## Problem details
Beginning with the line that contains "Annotation task: put one keypoint on every instance of the black", transcribe every line down to the end of the entries, exactly, and no other lines.

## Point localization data
_ _ _ _ _

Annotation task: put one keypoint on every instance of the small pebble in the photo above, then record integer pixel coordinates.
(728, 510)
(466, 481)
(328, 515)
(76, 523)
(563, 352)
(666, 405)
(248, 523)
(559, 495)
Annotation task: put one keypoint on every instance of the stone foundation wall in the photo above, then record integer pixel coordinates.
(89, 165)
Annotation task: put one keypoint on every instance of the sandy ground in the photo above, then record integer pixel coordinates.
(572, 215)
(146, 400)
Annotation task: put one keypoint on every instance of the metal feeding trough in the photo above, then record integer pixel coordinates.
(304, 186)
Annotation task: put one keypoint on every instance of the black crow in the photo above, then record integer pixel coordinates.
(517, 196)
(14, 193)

_ _ _ _ _

## Exercise answer
Annotation task: put one keypoint on every instance of the black crow in the photo above, then record integer pixel coordinates.
(517, 196)
(14, 193)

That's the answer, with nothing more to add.